▸ **WHAT YOU HAVE TO DO**: Check every line of the data below for the word "closet". Copy the ones that have it.
--
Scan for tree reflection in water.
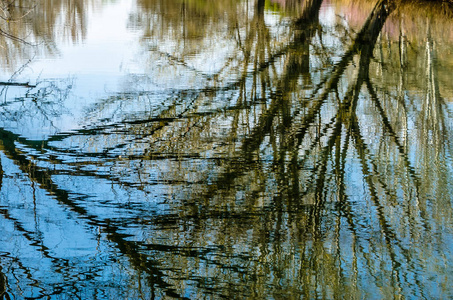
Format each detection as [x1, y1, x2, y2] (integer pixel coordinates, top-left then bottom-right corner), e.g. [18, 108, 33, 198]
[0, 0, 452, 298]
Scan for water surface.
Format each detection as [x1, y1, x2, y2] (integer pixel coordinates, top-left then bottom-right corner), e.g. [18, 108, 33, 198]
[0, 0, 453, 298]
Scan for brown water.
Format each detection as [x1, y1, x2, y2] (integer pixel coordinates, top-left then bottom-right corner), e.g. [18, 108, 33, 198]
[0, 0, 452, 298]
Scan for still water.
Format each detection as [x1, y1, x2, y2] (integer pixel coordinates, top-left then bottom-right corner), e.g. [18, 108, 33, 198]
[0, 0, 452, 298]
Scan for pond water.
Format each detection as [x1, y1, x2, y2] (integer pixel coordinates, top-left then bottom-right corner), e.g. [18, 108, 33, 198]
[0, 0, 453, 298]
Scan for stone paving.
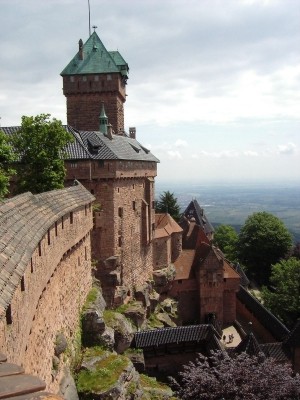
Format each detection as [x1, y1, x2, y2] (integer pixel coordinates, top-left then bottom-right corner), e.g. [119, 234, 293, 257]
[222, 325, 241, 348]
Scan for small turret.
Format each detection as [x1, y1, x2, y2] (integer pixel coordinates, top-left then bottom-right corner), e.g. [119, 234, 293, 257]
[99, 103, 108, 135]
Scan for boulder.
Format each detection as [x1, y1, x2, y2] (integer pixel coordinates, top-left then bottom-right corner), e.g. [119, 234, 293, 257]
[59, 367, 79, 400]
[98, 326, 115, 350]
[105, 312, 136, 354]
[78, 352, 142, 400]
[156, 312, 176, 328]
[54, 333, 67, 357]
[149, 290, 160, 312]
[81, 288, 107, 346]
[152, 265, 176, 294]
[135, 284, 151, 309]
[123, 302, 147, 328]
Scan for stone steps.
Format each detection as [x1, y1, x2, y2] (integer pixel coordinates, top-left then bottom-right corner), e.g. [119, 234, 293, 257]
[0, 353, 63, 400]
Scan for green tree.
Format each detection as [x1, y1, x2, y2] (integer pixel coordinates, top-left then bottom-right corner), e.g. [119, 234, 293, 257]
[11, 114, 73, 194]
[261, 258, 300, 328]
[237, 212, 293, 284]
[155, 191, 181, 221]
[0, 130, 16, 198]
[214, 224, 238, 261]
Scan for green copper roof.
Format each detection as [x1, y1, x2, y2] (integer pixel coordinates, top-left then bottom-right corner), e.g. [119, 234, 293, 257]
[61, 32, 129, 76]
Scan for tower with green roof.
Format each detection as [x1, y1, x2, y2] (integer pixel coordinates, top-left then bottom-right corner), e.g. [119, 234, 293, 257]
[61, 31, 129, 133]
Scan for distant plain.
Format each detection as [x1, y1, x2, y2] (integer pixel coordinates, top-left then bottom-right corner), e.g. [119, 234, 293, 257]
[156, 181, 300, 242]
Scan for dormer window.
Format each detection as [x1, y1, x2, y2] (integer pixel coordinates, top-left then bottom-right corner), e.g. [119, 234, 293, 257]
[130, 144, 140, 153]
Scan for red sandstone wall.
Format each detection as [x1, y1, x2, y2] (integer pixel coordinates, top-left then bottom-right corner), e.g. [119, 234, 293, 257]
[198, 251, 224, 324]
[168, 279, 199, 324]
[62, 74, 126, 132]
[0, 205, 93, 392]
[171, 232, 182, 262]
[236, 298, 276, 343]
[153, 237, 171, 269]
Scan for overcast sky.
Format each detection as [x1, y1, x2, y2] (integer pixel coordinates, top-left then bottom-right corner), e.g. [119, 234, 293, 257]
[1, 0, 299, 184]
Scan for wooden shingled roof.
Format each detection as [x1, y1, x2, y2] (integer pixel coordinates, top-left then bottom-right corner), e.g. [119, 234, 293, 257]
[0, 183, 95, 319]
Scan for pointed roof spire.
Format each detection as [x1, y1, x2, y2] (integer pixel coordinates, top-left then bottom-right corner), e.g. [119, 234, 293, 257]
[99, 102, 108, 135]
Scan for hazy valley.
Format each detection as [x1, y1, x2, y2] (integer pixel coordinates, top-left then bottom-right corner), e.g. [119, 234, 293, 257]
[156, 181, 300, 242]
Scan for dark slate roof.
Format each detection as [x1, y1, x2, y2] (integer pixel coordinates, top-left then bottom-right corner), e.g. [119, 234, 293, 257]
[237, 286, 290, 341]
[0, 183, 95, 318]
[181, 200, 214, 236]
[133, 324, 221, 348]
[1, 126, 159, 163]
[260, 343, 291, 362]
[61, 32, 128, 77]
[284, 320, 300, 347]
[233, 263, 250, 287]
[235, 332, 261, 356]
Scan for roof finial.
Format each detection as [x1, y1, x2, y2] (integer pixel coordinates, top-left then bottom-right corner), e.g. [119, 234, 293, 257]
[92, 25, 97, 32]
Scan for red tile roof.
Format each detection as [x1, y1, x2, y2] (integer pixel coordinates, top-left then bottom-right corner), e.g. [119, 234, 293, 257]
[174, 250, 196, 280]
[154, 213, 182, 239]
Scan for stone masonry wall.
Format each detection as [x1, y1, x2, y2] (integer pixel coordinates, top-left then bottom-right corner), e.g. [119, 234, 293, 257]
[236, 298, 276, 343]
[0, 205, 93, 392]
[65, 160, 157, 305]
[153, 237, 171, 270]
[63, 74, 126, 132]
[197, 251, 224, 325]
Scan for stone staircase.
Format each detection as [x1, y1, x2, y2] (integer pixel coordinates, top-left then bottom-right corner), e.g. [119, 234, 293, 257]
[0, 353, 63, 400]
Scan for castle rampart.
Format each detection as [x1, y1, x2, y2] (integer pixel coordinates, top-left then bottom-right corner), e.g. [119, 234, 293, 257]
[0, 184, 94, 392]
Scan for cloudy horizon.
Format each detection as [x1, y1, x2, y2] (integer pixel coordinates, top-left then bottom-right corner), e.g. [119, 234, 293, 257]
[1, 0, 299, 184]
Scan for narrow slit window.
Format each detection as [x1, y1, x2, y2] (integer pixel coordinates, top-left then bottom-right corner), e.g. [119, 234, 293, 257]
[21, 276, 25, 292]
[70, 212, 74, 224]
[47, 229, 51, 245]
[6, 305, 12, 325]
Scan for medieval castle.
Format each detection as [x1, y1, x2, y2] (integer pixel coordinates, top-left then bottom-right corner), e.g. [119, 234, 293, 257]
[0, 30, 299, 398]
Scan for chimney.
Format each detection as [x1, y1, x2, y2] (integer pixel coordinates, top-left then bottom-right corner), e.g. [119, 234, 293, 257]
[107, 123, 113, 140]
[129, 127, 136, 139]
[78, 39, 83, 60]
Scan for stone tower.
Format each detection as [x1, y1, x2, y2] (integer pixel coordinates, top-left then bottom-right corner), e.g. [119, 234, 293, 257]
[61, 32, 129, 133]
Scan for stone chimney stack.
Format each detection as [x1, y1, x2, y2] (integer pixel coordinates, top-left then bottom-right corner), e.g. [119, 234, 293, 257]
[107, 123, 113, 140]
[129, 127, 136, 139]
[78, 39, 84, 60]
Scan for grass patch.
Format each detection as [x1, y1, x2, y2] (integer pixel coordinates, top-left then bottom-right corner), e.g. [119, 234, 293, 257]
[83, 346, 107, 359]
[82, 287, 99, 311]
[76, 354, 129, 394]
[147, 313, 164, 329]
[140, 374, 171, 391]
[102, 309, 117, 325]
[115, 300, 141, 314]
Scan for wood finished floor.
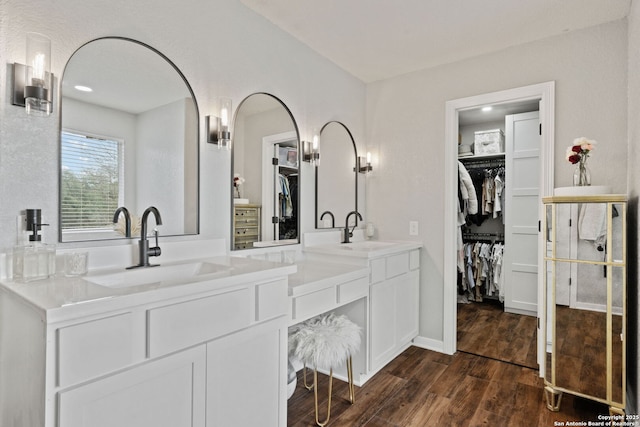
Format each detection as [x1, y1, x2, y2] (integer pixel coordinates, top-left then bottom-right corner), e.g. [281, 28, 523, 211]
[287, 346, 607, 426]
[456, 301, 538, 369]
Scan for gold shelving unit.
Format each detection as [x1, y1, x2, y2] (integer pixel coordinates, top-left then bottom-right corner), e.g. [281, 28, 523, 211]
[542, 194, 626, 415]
--
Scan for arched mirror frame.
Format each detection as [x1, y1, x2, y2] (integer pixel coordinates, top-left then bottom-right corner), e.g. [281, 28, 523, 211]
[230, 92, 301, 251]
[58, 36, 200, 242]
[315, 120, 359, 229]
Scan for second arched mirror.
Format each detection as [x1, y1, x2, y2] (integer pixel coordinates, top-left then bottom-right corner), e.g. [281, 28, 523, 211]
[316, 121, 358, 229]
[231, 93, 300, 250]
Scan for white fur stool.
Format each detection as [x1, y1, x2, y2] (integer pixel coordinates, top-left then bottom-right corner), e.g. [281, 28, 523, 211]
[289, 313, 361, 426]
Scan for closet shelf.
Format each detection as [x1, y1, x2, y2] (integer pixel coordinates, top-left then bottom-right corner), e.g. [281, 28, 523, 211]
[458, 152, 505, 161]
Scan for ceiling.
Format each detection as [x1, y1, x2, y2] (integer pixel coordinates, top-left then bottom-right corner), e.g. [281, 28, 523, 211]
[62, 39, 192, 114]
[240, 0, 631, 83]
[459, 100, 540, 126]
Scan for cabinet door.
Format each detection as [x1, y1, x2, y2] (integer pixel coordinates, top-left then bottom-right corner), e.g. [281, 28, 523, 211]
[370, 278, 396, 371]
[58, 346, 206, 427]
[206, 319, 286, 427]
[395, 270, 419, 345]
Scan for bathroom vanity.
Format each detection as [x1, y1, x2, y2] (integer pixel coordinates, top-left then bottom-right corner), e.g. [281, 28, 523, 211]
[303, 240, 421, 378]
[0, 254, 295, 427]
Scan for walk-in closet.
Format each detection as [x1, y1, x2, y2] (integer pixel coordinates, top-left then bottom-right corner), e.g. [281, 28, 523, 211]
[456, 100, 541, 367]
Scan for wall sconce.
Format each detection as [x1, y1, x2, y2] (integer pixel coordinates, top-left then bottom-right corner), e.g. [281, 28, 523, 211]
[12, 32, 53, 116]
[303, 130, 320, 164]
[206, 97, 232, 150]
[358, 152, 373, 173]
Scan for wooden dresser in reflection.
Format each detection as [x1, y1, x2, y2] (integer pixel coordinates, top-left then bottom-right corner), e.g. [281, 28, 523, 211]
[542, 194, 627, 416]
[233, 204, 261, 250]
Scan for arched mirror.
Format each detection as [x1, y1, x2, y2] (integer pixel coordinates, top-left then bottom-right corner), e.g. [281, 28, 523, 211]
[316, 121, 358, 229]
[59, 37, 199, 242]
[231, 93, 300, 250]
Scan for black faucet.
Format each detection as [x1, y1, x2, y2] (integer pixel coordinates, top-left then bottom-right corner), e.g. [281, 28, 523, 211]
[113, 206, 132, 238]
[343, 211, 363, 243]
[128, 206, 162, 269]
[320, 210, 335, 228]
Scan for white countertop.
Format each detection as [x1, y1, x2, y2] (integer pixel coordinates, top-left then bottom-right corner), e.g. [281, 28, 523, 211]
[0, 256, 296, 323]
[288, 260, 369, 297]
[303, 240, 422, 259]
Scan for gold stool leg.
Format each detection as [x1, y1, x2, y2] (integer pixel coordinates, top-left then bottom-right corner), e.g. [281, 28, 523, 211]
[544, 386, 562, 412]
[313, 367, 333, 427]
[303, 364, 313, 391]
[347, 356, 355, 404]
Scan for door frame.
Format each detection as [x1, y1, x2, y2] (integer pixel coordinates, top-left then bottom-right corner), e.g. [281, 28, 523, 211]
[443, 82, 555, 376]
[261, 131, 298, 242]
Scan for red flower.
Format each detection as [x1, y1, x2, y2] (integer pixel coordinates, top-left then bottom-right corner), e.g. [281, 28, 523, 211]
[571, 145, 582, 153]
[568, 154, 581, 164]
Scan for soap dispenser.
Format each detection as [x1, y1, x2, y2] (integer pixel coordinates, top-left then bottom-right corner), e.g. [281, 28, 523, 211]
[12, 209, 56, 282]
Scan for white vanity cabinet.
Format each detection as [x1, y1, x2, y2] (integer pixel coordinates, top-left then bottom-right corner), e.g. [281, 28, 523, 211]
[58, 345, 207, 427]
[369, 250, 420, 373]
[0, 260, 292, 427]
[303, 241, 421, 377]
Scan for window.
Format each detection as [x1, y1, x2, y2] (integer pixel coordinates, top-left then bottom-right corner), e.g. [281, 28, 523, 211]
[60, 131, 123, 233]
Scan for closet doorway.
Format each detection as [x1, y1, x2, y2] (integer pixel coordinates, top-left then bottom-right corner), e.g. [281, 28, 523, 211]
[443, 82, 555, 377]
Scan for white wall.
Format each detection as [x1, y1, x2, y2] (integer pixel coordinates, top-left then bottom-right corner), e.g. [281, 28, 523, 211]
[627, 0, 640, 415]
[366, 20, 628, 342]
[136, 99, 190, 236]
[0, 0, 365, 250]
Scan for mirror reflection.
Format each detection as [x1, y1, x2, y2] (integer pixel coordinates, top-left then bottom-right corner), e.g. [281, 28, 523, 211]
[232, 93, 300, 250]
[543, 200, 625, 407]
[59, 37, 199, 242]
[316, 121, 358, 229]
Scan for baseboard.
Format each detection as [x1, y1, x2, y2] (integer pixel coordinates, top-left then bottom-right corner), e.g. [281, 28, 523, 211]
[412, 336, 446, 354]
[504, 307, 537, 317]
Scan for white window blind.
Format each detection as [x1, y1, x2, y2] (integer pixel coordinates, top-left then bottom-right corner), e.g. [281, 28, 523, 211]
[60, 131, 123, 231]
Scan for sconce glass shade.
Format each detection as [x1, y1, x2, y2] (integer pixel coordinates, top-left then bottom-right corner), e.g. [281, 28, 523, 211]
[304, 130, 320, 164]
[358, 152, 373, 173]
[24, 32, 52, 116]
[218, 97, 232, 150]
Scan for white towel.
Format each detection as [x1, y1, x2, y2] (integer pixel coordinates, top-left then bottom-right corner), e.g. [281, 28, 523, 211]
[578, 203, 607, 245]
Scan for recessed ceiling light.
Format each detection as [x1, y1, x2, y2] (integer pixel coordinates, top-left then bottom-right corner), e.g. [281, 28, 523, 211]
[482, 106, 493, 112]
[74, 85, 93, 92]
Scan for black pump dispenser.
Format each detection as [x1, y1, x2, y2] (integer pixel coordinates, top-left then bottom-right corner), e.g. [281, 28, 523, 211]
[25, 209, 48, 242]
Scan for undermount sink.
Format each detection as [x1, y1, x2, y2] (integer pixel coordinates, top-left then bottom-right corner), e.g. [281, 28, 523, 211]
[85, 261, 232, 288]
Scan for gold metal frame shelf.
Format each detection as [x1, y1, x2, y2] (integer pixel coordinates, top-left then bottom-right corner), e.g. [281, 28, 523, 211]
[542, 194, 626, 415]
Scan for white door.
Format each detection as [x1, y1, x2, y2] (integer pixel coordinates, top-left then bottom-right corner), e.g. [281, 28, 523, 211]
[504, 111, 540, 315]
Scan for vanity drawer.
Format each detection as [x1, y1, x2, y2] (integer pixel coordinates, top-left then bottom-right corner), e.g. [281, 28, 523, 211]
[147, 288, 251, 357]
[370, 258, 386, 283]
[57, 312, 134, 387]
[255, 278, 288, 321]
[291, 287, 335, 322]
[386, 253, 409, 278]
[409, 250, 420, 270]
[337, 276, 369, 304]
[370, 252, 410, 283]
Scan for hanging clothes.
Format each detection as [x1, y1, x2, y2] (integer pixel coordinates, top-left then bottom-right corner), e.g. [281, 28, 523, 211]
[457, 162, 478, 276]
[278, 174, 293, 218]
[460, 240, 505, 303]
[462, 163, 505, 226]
--
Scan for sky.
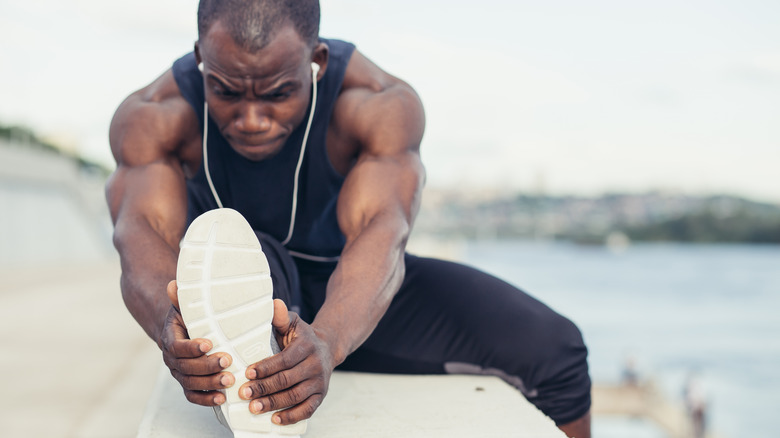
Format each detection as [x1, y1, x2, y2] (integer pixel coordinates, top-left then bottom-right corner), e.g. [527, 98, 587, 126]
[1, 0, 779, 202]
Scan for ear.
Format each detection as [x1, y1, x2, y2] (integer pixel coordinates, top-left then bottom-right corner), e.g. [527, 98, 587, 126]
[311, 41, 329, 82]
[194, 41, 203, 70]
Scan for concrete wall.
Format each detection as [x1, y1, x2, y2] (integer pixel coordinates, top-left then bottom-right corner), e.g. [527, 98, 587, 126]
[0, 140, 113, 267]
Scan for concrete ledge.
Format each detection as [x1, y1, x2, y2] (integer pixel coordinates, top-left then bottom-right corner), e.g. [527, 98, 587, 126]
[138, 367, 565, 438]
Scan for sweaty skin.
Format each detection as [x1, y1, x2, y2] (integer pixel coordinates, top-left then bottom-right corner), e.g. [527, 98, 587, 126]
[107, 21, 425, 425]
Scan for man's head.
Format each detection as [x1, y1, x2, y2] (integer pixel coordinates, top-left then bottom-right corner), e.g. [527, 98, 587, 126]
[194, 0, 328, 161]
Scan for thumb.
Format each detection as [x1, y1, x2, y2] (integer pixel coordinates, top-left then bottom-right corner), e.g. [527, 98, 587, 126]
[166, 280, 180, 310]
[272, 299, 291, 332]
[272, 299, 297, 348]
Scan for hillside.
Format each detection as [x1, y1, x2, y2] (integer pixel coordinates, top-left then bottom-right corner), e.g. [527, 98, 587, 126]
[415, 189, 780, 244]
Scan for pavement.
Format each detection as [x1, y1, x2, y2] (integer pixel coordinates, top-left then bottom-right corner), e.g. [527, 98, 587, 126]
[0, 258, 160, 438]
--
▸ **ANSWER BOX**:
Scan for closet shelf.
Scan for walk-in closet.
Scan for closet doorway.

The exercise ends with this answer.